_Given information_.
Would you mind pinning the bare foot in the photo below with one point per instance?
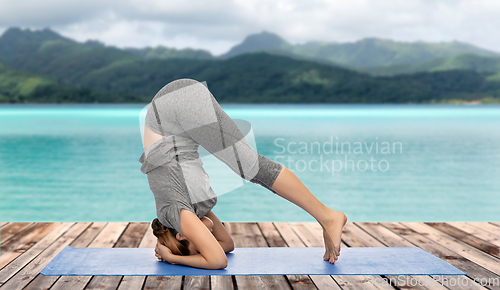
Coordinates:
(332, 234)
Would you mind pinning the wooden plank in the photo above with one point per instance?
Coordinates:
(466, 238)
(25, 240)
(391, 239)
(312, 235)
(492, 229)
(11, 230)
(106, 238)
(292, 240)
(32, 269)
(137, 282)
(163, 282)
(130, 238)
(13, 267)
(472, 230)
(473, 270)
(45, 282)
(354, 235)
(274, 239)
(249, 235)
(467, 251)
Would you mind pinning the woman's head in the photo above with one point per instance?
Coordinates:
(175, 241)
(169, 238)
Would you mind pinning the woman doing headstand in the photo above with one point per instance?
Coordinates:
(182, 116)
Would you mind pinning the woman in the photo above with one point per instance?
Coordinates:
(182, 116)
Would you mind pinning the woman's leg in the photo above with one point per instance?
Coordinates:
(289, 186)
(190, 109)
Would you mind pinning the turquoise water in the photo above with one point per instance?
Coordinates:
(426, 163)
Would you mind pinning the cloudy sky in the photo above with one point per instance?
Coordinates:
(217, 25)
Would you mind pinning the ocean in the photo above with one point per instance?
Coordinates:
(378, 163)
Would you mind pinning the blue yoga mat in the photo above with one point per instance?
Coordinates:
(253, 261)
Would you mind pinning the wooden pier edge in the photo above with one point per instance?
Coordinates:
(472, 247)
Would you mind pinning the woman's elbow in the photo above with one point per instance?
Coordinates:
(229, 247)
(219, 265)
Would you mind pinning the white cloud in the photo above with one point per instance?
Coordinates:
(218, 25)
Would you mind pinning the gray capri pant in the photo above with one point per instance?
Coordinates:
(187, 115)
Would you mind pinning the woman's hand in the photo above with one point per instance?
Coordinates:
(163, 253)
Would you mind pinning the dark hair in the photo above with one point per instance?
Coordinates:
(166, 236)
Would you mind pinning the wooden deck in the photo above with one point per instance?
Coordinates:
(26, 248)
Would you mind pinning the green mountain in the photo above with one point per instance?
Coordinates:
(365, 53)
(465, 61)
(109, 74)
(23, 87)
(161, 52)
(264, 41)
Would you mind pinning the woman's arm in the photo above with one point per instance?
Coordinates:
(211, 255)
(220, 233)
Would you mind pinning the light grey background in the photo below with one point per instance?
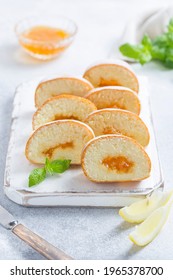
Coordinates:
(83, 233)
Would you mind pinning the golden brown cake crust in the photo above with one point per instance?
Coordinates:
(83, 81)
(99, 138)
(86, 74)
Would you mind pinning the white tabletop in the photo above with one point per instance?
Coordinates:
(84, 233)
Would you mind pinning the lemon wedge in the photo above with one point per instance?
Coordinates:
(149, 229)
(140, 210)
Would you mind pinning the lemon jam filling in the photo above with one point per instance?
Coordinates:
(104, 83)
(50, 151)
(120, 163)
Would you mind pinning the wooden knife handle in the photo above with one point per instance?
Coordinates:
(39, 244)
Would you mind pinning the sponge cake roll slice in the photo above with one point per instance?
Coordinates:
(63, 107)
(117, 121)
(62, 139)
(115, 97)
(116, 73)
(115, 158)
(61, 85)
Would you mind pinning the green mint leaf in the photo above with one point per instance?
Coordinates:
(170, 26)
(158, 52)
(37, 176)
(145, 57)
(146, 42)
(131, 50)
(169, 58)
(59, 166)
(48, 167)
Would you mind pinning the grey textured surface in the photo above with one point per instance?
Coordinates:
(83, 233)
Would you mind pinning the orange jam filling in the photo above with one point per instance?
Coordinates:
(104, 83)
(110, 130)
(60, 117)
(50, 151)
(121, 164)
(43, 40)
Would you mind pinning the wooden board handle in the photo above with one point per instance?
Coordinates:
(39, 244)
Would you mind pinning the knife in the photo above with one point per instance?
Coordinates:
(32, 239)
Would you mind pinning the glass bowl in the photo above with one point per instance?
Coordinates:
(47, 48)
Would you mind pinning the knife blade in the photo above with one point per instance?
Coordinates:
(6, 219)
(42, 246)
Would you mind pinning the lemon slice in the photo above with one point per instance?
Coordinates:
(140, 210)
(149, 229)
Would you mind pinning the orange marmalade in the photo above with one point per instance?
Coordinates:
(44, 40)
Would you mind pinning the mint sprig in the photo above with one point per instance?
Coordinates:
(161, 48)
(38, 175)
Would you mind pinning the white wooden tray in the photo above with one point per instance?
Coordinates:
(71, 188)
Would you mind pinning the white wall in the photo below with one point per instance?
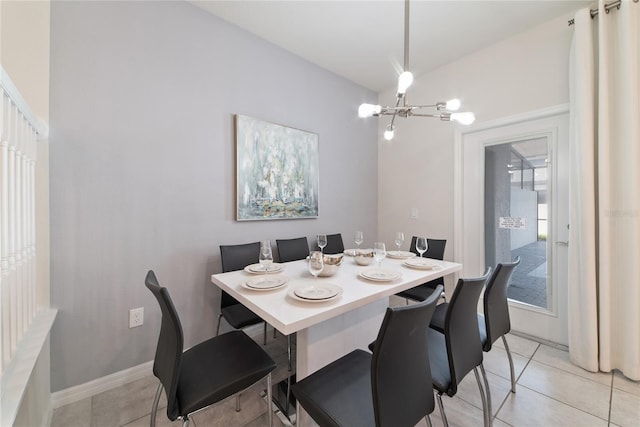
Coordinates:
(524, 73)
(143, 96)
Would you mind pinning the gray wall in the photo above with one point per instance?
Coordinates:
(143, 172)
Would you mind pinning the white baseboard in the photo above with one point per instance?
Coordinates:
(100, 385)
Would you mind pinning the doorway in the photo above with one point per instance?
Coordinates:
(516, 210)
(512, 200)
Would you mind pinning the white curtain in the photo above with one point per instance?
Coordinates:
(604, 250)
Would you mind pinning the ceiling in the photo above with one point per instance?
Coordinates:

_Your objective_.
Without including any pictures, print all of the material exactly as given.

_Answer to this problem_.
Would you mind pinning the bare foot in the photo below with one point per instance?
Coordinates:
(332, 234)
Would you mind pinning the wooden plank in the photo above with one point per instance?
Coordinates:
(466, 238)
(25, 240)
(391, 239)
(312, 235)
(492, 229)
(11, 230)
(106, 238)
(292, 240)
(32, 269)
(137, 282)
(163, 282)
(130, 238)
(13, 267)
(472, 230)
(473, 270)
(45, 282)
(354, 235)
(274, 239)
(249, 235)
(467, 251)
Would you mind pinning the woman's head in the photo above with one point per instance?
Coordinates:
(175, 241)
(169, 238)
Would you mind pinning the woman doing headstand in the photo above with one point per instance?
Coordinates:
(182, 116)
Would you mind pinning the woman in the photo above with one point per instance?
Coordinates:
(182, 116)
Would you mind pinning the woman's leg in the photo above with one point per instance?
Coordinates:
(289, 186)
(190, 109)
Would you mind pinning the turquoise water in the photo above with one point per instance?
Coordinates:
(426, 163)
Would you mind pinning the cloudy sky in the photo above with one point per instance?
Coordinates:
(217, 25)
Would you mind pinning the ocean in the photo above with one point per instance?
Coordinates:
(378, 163)
Would you mind pinning the blue yoga mat in the photo above with one point per instance?
Coordinates:
(253, 261)
Would you mind pinning the wooden pier edge in the photo above with one point per instance?
Coordinates:
(472, 247)
Would you mind pinning the woman's elbow in the photo above with one point per instance?
Coordinates:
(229, 247)
(219, 265)
Would you mind pinning the white cloud in the photo above with one point per instance?
Coordinates:
(218, 25)
Would you mind pinning the gray capri pant in the photo above with one point per instance?
Coordinates:
(187, 115)
Would you mind pinning the woman's hand in the photo above with one point per instance?
Coordinates:
(163, 253)
Would you mind pinning the dark hair in the photo above with one point per instance?
Coordinates:
(166, 236)
Would you mind pinning the wooden deck in the photo above with one point per instance?
Coordinates:
(26, 248)
Would you mind pinning the green mountain in the photo above with one point per instance?
Coordinates:
(365, 53)
(465, 61)
(109, 74)
(23, 87)
(161, 52)
(264, 41)
Would you mind pinning the woman's arm in the photo above with one point per instance?
Coordinates:
(211, 255)
(220, 233)
Would you mind pinning the light grey background in the photo below with one point per instance?
Coordinates:
(83, 233)
Would you mind pinning the golden brown cake crust in the photo above with one point per instance?
Coordinates:
(83, 81)
(99, 138)
(86, 74)
Would you mind pinning the white tabletop in the photo above with one point per instance?
Coordinates:
(84, 233)
Would you mind pinning the lemon wedge in the photo above with one point per instance?
Coordinates:
(149, 229)
(140, 210)
Would you mind pinning the lemon jam filling in the photo above with one point per instance?
Coordinates:
(104, 83)
(50, 151)
(120, 163)
Would you mind pinning the wooden knife handle in the photo above with one point per instance?
Coordinates:
(39, 244)
Would you mind pinning the sponge cake roll slice in the photo above with one point per instance?
Coordinates:
(63, 107)
(117, 121)
(62, 139)
(115, 97)
(116, 73)
(115, 158)
(61, 85)
Would you mind pinning the green mint leaf in the photo above with one point per instance?
Coordinates:
(170, 26)
(158, 52)
(37, 176)
(145, 57)
(146, 42)
(131, 50)
(169, 58)
(59, 166)
(48, 167)
Would you mind pinning the grey textured surface in the photo above with one point per instance?
Coordinates:
(83, 233)
Would you mind pinning the orange jam filling in the photo above with one point per instance?
Coordinates:
(104, 83)
(110, 130)
(60, 117)
(50, 151)
(121, 164)
(43, 40)
Would you mind pinning the wooden board handle in the photo above with one point per instance?
Coordinates:
(39, 244)
Would you mind pinning the knife in the photo above with one point per instance?
Coordinates:
(32, 239)
Would you mind pinning the glass bowl in the photo above with one point per instance?
Coordinates:
(47, 48)
Would you mind pinning the knife blade in the photo above with one point per instance?
Coordinates:
(6, 219)
(42, 246)
Would you mind pinning the lemon slice in the photo above with one point per instance?
Coordinates:
(140, 210)
(149, 229)
Would you mind pinning the orange marmalade in the photo above with one point per instance?
Coordinates:
(44, 40)
Would you mind pinning the mint sprig in the photo above with one point per instance?
Coordinates:
(161, 48)
(38, 175)
Would you mind pinning the white wooden tray in the photo above with one point per instance?
Coordinates:
(71, 188)
Would you mind pinning the white wall in the photo below with one point per instance?
Coordinates:
(524, 73)
(143, 96)
Would you mind pinning the gray wall in the photo above with one point per instance?
Coordinates:
(143, 172)
Would you mind pinning the white baseboard in the photo above with one point per instance?
Coordinates:
(100, 385)
Would you mind pinning the doorway in the photo above with one point per instance?
Coordinates:
(516, 210)
(512, 200)
Would you mind pinning the white curtain in the photo above with one point per instance?
Coordinates:
(604, 250)
Would you mind pinning the ceiling in the photo above with one point per instance?
Coordinates:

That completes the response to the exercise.